Problem to solve: Please gather every line in the records below that contains the word "track", and copy each of those lines unchanged.

** BEGIN Given entries **

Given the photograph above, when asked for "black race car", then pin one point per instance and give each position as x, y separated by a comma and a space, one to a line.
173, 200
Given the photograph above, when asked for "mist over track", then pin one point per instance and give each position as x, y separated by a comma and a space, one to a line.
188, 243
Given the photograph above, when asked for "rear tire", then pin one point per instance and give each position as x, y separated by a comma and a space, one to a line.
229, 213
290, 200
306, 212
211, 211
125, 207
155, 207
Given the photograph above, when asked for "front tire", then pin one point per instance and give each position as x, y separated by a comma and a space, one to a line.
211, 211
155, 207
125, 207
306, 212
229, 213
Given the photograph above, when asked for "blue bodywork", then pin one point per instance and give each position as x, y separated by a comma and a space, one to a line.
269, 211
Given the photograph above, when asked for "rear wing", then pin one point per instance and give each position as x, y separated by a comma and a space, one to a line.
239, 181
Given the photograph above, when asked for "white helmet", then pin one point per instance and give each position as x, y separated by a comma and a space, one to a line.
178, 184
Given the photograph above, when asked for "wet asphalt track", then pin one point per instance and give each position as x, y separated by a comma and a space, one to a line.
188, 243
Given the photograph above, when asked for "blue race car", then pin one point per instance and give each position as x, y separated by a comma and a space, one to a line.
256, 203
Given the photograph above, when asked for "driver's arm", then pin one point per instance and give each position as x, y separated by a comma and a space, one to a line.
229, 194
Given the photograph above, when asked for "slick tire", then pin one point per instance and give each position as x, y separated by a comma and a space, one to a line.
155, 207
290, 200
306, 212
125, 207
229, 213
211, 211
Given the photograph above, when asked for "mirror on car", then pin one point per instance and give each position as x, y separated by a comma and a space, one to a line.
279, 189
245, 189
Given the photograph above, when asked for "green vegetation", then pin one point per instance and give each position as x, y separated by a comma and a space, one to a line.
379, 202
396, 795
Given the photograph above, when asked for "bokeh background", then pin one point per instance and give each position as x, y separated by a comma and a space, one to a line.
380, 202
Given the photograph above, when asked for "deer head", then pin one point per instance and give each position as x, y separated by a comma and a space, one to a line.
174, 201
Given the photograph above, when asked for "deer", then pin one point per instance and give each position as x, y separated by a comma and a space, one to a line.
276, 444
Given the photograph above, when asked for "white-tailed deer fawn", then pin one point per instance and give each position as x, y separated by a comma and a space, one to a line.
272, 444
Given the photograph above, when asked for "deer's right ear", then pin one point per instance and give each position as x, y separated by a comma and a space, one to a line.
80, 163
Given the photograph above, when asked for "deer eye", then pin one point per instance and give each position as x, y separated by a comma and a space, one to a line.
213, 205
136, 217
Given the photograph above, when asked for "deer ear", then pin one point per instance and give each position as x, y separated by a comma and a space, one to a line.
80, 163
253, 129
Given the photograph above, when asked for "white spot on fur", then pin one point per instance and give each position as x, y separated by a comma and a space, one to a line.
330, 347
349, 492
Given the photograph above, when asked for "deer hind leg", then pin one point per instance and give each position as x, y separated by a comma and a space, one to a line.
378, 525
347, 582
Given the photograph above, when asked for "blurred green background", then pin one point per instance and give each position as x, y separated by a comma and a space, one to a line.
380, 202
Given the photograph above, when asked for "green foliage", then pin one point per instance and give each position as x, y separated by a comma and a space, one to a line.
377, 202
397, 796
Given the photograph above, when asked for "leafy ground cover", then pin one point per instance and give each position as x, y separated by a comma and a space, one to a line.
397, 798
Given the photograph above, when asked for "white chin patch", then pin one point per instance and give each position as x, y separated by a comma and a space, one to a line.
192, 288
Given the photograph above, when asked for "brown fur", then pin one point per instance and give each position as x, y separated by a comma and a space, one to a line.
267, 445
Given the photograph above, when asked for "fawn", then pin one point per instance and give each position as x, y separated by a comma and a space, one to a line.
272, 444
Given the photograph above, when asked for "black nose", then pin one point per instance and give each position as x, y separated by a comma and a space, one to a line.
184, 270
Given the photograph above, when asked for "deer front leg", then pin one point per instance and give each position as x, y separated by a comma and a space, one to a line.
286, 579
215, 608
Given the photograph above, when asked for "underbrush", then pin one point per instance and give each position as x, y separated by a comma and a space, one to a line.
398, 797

** END Given entries **

The completed task:
Given the photograph above, when asked for "mist over track", then pin one point per instance and give each position as x, y separated by a comma and a space, one to a line.
Given the photograph above, when asked for "wet asphalt track", then pin one point per instance and give each position as x, y separated by a comma and a space, one to a line.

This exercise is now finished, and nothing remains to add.